READING TEXT:
Wednesday, January 2, 2013

Gallbladders Are Overrated. Bring on the Onion Rings.

This has been a super sucktastic year to say the least. After totaling my car in the spring, I smashed my face in a cycling accident in the summer and wrapped it up with spending three days in the hospital getting my jacked up gallbladder removed in the fall. Just to really end the year on par, I had more oral reconstructive surgery done last week. Awesome.

Aside from enjoying a shit ton of quality pharmaceuticals, I have achieved precious little gratification lately. Now that my mouth is on the path to feeling better, after four months of fucked up teeth and a big-ass metal bar embedding itself into my gums, I'm ready to start enjoying some dinner.

If you've had your damned gallbladder out, you know how you're cautioned against eating fatty, fried or rich foods for fear of sudden explosive diarrhea and gut wrenching cramps. Since having mine out, I've done a little experimenting and I can tell you that "they" are full of shit and gallbladders are overrated.

MATERIAL PROVIDED:
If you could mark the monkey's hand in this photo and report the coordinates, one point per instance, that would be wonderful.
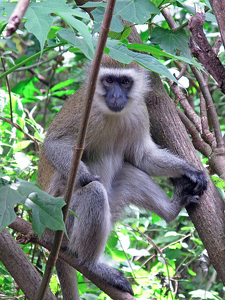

TASK INSTRUCTIONS:
A) Translate this sentence from the gallbladder blog post into Spanish: "After totaling my car in the spring, I smashed my face in a cycling accident in the summer and wrapped it up with spending three days in the hospital getting my jacked up gallbladder removed in the fall."
B) Continue the gallbladder blog post from its last sentence.

ANSWERS BY ITEM:
A) Después de destrozar mi coche en primavera, me rompí la cara en un accidente de bicicleta en verano y lo rematé pasando tres días en el hospital para que me extirparan la vesícula hecha polvo en otoño.

B)
Now, can I eat a mega order of greasy hash browns with fried eggs, bacon and gravy-laden biscuits for breakfast? No, not unless I want to spend the next two days in the shitter. But I can have some of each of those things and be just fine. And when I want a burger with onion rings, I can have some of that too and be just fine. The bottom line is folks, you can still enjoy tasty eats without having a gallbladder if you aren't a fucking glutton about it. I reckon everyone is different, some being more sensitive than others, but I certainly can enjoy rich, fatty or even fried foods in careful moderation on occasion without ill effects.

I'm still on holiday until next week and given this week's newfound dental freedom, I think some lunchtime nomming with the kidlets is in order. Stand back folks - we're hitting up Dairy-ette for some burgers and homemade root beer. Bring on the onion rings bitches!